══ Texte proposé ══
Les partis staliniens « de masse » présents au Parlement indien ont ouvertement soutenu la « nouvelle politique économique » de la bourgeoisie, venant au secours d'une série de gouvernements dirigés par le Parti du Congrès. Dans les Etats fédérés où ils ont eu des responsabilités, ils ont continué ce qu'ils appellent eux-mêmes une politique « pro-investissement ». 

Au Sri Lanka, le verdict de l'Histoire sur le dernier quart de siècle est également sans appel. Les organisations petites-bourgeoises qui ont gagné en force dans un contexte où la classe ouvrière était politiquement liée aux gouvernements bourgeois par l'intermédiaire du LSSP et du Parti communiste stalinien se sont révélés être des impasses.

Le JVP (Front de libération du peuple) a accordé son soutien parlementaire au gouvernement de droite de l'UPFA et a soutenu avec enthousiasme la guerre communautaire de la bourgeoisie cingalaise contre la minorité tamoule. 

Le LTTE (Tigres de la libération de l'Eelam tamoul) était hostile à tout appel lancé à la seule force sociale qui puisse sauvegarder les droits démocratiques des Tamouls – la classe ouvrière cingalaise et internationale. Ils ont préféré chercher à se tailler un Etat capitaliste au Nord et à l'Est en demandant l'aide de l'Inde et des puissances impérialistes. 

La perspective avancée par la RCL-PES – la mobilisation des travailleurs, cingalais et tamouls, sous la direction de la classe ouvrière dans la lutte pour les Etats socialistes unis de l'Eelam tamoul et du Sri Lanka – a été confirmée comme le seul moyen viable de réaliser les aspirations démocratiques et sociales des masses. 

Quant aux pablistes, qui cherchaient cyniquement à se faire passer pour des trotskystes, ils se sont ancrés eux-mêmes dans divers partis soutenant l'État, du Parti de gauche en Allemagne à Rifondazione Communista en Italie, qui ont imposé l'austérité capitaliste et soutenu la guerre impérialiste. 

Le NSSP, groupe actuellement aligné sur l'« Internationale » mandelienne, est dans une alliance pour la « démocratie » avec le Parti national uni (UNP), parti traditionnel de droite de la bourgeoisie du Sri Lanka et celui-là même qui a lancé les réformes libérales en 1977 et la guerre contre les Tamouls en 1983.
═══
══ Lignes enregistrées ══
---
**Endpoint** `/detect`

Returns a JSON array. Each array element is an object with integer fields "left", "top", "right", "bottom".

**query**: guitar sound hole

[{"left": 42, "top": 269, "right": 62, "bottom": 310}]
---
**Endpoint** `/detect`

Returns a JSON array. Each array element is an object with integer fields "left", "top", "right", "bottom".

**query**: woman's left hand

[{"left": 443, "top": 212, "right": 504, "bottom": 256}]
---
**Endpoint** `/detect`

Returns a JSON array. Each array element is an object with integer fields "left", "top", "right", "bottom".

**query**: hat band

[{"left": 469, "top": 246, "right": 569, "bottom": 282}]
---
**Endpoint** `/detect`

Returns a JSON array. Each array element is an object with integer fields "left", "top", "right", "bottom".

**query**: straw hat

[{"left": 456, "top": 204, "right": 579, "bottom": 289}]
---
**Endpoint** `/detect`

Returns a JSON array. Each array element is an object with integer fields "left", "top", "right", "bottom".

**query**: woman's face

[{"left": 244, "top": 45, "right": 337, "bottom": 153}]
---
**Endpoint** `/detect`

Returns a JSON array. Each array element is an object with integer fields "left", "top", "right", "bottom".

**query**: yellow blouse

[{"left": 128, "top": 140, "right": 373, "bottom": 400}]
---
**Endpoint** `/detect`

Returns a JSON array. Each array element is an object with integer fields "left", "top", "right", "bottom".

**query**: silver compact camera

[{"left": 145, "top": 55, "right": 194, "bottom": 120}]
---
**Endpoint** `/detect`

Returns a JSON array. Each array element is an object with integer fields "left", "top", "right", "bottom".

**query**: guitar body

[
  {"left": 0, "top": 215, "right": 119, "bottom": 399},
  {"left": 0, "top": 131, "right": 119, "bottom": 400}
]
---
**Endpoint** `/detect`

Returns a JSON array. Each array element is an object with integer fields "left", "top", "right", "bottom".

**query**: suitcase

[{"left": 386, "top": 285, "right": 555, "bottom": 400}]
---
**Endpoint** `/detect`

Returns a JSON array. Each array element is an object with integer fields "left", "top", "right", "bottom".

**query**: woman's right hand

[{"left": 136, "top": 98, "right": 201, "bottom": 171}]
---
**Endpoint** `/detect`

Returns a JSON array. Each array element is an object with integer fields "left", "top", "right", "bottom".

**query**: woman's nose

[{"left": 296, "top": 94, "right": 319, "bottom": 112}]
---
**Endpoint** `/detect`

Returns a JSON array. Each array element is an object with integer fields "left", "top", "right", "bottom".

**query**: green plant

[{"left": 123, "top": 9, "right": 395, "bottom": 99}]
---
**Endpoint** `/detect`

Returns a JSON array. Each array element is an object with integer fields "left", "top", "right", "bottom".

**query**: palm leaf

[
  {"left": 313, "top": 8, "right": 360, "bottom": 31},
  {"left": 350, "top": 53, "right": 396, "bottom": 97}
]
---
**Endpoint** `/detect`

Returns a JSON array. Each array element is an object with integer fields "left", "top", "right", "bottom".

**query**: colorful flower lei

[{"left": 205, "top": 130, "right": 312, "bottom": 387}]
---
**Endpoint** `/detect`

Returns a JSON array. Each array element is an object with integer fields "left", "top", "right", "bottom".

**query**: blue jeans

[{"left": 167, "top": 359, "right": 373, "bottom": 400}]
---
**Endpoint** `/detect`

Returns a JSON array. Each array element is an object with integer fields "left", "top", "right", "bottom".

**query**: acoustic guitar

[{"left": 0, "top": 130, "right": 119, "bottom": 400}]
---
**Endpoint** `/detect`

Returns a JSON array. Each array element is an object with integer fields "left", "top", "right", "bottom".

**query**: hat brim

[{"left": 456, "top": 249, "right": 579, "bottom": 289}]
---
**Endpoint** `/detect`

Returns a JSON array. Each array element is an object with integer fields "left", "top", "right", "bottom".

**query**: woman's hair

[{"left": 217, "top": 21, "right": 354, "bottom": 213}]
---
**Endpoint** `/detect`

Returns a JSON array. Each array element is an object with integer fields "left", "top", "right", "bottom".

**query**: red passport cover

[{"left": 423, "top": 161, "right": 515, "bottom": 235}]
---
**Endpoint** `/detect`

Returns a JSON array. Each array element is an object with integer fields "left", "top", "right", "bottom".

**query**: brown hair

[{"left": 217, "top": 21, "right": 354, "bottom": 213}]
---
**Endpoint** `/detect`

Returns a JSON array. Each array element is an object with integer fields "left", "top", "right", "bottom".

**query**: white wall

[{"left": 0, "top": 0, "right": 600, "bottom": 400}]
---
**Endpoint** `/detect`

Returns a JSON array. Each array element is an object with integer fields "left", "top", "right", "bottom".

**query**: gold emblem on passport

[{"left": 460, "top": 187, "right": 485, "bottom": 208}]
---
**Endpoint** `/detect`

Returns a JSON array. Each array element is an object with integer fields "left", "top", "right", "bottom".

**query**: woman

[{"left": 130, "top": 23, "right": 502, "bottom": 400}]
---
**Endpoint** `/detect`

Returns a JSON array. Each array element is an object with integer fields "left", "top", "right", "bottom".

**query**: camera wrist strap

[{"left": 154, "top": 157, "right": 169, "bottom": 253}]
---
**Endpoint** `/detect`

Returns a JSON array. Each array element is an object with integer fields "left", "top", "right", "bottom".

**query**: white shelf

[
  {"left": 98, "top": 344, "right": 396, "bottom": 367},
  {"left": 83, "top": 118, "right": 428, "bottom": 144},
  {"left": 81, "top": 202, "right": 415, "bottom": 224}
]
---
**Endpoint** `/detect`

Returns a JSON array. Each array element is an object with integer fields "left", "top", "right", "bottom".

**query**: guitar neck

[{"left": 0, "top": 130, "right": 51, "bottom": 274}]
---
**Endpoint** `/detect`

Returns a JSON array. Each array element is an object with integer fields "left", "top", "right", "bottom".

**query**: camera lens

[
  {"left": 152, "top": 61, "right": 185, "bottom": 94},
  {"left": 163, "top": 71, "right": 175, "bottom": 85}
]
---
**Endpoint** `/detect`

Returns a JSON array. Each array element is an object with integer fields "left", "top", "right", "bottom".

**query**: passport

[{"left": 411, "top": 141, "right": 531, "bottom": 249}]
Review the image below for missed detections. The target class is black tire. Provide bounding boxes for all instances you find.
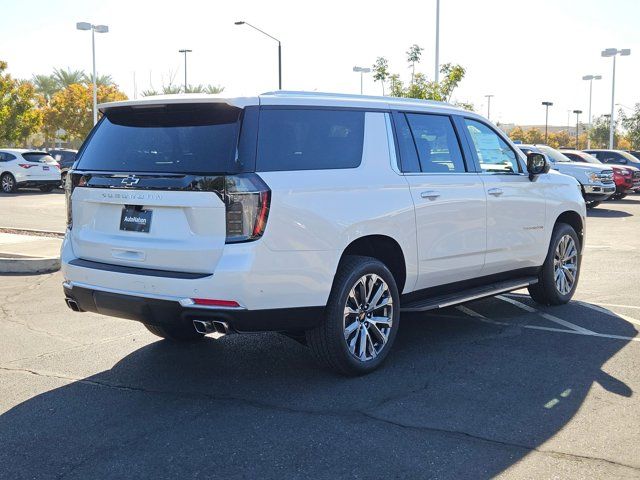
[306,255,400,376]
[529,223,582,305]
[0,173,18,193]
[143,323,204,342]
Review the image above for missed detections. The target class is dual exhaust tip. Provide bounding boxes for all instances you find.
[193,320,233,335]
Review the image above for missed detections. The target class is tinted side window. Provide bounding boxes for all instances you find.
[256,108,365,171]
[407,113,465,173]
[393,113,420,173]
[464,118,520,174]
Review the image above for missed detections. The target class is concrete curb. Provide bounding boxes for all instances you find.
[0,257,60,275]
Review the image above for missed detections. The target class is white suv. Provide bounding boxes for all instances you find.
[62,92,586,375]
[0,148,60,193]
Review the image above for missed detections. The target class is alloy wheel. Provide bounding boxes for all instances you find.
[343,273,393,362]
[553,235,578,295]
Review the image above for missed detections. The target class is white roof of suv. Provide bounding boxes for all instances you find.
[99,90,472,114]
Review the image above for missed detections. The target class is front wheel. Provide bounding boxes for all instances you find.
[306,255,400,376]
[529,223,580,305]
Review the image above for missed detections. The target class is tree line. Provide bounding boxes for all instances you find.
[509,110,640,150]
[0,60,224,148]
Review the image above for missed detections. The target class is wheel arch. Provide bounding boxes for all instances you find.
[554,210,584,250]
[339,234,407,294]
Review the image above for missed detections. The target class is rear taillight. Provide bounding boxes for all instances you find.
[64,171,87,230]
[224,173,271,243]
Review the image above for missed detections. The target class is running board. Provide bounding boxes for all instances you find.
[400,277,538,312]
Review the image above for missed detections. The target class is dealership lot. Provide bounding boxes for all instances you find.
[0,191,640,478]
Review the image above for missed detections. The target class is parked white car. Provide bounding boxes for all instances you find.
[0,148,60,193]
[62,92,586,375]
[518,144,616,208]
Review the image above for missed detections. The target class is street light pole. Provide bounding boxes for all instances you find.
[573,110,582,150]
[76,22,109,125]
[178,48,193,93]
[542,102,553,145]
[433,0,440,83]
[582,75,602,148]
[601,48,631,149]
[353,67,371,95]
[234,20,282,90]
[485,95,495,120]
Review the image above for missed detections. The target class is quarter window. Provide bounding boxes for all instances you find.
[406,113,465,173]
[256,109,365,172]
[464,118,520,174]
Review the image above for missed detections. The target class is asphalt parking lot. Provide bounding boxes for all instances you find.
[0,193,640,479]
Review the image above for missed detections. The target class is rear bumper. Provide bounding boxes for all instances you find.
[63,282,324,332]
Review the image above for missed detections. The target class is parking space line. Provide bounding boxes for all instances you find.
[455,305,640,342]
[574,300,640,326]
[496,295,595,333]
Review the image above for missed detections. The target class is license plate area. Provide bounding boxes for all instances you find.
[120,205,153,233]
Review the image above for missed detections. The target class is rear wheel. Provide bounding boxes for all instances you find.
[0,173,18,193]
[144,323,204,342]
[306,256,400,376]
[529,223,580,305]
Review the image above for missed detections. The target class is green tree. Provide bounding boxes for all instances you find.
[373,57,390,96]
[31,75,60,104]
[0,61,42,145]
[621,103,640,150]
[52,68,87,90]
[407,43,424,83]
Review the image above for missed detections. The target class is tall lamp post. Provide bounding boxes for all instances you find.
[582,75,602,148]
[573,110,582,150]
[353,67,371,95]
[76,22,109,125]
[485,95,495,120]
[542,102,553,145]
[234,20,282,90]
[178,48,193,93]
[433,0,440,83]
[601,48,631,149]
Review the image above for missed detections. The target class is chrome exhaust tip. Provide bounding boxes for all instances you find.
[193,320,232,335]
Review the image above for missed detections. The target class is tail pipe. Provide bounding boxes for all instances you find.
[193,320,233,335]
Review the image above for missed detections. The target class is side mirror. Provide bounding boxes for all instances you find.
[527,152,551,180]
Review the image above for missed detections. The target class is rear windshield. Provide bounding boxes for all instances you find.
[77,104,242,174]
[22,152,55,163]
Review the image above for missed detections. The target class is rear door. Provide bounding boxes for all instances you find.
[394,112,487,289]
[70,103,255,273]
[460,118,546,275]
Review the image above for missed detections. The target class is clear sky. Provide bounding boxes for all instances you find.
[0,0,640,125]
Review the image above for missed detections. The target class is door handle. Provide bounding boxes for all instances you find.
[420,190,440,200]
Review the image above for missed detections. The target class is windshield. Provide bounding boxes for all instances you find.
[77,103,242,174]
[538,146,571,163]
[22,152,55,163]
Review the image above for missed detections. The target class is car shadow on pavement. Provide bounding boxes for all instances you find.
[0,299,636,479]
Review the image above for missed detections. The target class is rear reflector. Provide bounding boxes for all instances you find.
[191,298,240,307]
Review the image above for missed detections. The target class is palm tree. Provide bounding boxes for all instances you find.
[52,68,87,89]
[31,75,60,103]
[85,74,115,87]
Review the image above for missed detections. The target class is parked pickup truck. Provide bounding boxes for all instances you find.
[61,91,586,375]
[518,145,616,208]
═══
Consigne: Résumez le texte proposé en trois phrases. Les lignes ne servent pas pour cet exercice.

Corrigé rédigé: Les partis staliniens présents au Parlement indien ont ouvertement soutenu la « nouvelle politique économique » de la bourgeoisie. Au Sri Lanka, le JVP a soutenu le gouvernement de l'UPFA et la guerre contre la minorité tamoule, tandis que le LTTE a cherché à se tailler un État capitaliste avec l'aide de l'Inde et des puissances impérialistes. La perspective de la RCL-PES y est présentée comme le seul moyen viable de réaliser les aspirations des masses, alors que les pablistes se sont ancrés dans des partis soutenant l'État et que le NSSP s'est allié à l'UNP.